Dataset entries:
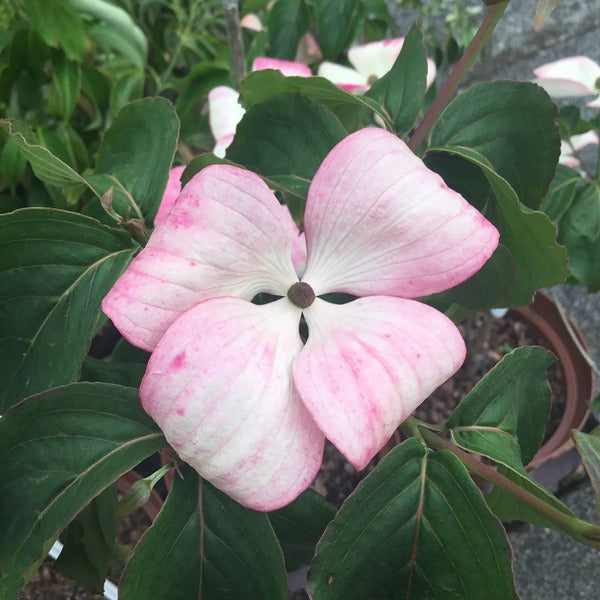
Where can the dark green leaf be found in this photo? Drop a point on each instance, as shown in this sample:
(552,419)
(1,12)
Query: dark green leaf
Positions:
(514,397)
(66,85)
(138,150)
(205,545)
(560,196)
(337,24)
(128,374)
(59,25)
(588,445)
(529,235)
(299,526)
(287,22)
(55,268)
(90,542)
(402,89)
(416,527)
(504,418)
(353,110)
(262,140)
(59,450)
(580,233)
(512,124)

WORK TO BE COMPLETED:
Print all entries exactly, without images.

EXERCISE SOLUTION:
Where can the dark green leaf be found in this photo? Drop a point on each instance, as shown in this sample:
(552,419)
(1,12)
Query: dark green leaf
Positions:
(514,397)
(66,85)
(138,150)
(205,545)
(560,196)
(337,24)
(128,374)
(59,25)
(588,445)
(529,235)
(299,526)
(287,22)
(55,268)
(90,542)
(402,89)
(416,527)
(504,418)
(353,110)
(262,140)
(59,450)
(580,233)
(512,124)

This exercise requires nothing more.